→ **TEXTE FOURNI**
========
Un serviteur du couvent qui subsiste à Wormhout, ayant été mis en
prison pour quelque méfait, Winoc invoqué par lui se montre, fait tomber les
chaînes de ses mains et les entraves de ses pieds, et l’homme regagne sa chaumière
en faisant part de sa délivrance à tous ceux qu’il rencontre.
Un paysan porte dans ses bras, à droite son enfant aveugle, à gauche un
innocent agneau, qu’il élève tous eux vers le ciel et qu’il dépose sur la tombe
du thaumaturge.
« O Père saint et bienveillant, soupire-t-il, recevez cet agneau,
et donnez la lumière à mon enfant ! »
Aussitôt un flot de sang s’échappe des yeux de son fils, qui recouvre
la vue.
Et le moine Drogo nous rapporte enfin ce miracle arrivé de son temps :
« J’étais encore jeune,
dit-il, ce fait se produisit peu d’années avant mon entrée en religion. Pour
les fêtes de la Pentecôte, de nombreux fidèles étaient accourus de toutes parts
à Wormhout. Au nombre des pèlerins se trouvaient une petite fille du nom de
Malguera, aveugle de naissance. Amenée devant l’église, tantôt debout, tantôt à
genoux, elle suppliait le Dieu tout-puissant de secourir sa misère par l’intervention
de son saint confesseur. Quelques personnes l’entendaient prier et pleurer, et
la voyant se frapper la poitrine, émues de piété, la soulevèrent et la
portèrent dans l’intérieur de l’église. Les religieux, rangés dans leurs
stalles, psalmodiaient en ce moment l’office, lorsque des cris redoublés et une
immense clameur s’élèvent de la foule au point qu’ils couvrent la voix des
moines. Des yeux de la pauvre fille coule un flux de sang avec une telle
abondance qu’on aurait dit qu’on égorgeait une bête. Cependant elle était
tombée sur le sol et on la croyait morte. Les assistants la relevèrent et la
soutirent pour l’empêcher de retomber. Tout d’un coup les voiles qui lui
couvraient les yeux se déchirent et l’infirme contemple avec étonnement l’église,
les enfants, les hommes et les vieillards qui l’entourent et tout lui semble émerveillement.
========
→ **JEU DE LIGNES**
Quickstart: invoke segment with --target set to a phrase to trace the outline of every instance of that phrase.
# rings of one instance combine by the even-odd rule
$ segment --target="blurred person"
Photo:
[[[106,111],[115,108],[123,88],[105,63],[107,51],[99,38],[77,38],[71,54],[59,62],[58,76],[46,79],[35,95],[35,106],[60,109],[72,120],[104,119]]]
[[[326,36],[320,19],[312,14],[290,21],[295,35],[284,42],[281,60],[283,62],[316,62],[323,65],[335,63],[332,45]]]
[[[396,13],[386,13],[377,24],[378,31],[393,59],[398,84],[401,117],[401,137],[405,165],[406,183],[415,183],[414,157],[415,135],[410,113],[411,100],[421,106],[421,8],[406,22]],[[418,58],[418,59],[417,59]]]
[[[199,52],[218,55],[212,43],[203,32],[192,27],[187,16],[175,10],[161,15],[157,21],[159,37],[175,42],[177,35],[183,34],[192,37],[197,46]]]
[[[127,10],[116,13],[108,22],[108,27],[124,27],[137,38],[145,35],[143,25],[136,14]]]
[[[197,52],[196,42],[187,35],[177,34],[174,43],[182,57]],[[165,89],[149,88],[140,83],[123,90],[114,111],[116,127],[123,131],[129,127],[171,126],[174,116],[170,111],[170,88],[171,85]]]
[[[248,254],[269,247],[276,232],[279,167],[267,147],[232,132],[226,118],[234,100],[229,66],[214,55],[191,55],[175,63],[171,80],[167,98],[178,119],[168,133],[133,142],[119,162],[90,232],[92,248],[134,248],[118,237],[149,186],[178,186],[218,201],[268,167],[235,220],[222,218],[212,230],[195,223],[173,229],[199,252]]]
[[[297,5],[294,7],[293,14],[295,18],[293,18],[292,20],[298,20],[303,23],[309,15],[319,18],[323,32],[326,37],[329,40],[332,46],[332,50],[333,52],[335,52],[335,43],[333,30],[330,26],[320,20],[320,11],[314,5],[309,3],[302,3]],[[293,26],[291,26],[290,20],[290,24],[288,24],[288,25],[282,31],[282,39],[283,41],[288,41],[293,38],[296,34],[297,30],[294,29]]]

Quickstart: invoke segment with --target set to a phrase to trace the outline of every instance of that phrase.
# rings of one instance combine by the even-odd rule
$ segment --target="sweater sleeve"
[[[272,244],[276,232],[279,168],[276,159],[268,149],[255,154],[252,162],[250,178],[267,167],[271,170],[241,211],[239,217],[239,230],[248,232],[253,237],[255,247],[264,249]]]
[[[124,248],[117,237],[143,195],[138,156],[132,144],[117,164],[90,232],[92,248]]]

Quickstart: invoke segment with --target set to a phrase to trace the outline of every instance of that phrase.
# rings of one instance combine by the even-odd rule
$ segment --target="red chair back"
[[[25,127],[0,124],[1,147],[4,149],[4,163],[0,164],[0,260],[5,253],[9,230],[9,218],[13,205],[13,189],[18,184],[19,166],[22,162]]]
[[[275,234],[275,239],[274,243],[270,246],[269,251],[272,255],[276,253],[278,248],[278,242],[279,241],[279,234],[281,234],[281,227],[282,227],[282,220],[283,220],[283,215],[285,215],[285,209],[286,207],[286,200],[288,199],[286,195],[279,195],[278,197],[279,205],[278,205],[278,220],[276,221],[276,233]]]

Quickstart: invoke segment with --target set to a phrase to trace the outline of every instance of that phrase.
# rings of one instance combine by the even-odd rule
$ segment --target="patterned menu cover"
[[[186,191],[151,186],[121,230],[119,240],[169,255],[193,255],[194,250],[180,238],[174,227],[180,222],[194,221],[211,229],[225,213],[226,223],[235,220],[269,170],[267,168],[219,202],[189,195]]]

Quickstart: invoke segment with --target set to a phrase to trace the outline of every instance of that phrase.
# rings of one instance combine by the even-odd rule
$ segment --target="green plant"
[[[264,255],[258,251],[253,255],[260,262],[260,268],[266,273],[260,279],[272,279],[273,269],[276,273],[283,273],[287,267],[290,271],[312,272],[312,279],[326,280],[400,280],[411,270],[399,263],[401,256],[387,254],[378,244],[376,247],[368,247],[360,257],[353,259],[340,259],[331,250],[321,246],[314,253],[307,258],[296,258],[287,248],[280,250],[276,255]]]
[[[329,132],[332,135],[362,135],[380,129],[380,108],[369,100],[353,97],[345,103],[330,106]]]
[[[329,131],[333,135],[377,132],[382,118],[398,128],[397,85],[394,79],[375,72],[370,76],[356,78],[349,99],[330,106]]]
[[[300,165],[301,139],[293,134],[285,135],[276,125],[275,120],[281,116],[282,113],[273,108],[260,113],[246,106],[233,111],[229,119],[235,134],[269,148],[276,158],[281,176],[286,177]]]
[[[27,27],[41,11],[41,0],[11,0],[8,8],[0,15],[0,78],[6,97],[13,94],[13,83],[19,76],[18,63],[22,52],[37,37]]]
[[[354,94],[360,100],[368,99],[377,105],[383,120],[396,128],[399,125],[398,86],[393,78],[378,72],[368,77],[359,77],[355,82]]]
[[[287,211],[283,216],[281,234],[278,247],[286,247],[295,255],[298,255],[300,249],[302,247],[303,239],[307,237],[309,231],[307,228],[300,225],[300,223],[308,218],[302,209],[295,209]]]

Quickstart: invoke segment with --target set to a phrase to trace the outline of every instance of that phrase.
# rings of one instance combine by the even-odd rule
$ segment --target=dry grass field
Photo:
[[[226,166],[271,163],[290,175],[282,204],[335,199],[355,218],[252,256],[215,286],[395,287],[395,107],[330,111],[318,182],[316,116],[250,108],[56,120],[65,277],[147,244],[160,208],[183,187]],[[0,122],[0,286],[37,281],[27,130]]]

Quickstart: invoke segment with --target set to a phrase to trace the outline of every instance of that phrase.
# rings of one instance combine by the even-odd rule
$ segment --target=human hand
========
→ **LES TÂCHES**
(A) Réécrivez le passage du texte fourni compris entre « Un serviteur du » et « ceux qu’il rencontre. », bornes incluses, en remplaçant « chaumière » par « maison ».
(B) Selon le texte fourni, quel était le nom de la petite fille aveugle de naissance venue parmi les pèlerins à Wormhout ?

→ **TÂCHES RÉSOLUES**
(A)
Un serviteur du couvent qui subsiste à Wormhout, ayant été mis en
prison pour quelque méfait, Winoc invoqué par lui se montre, fait tomber les
chaînes de ses mains et les entraves de ses pieds, et l’homme regagne sa maison
en faisant part de sa délivrance à tous ceux qu’il rencontre.

(B) Malguera.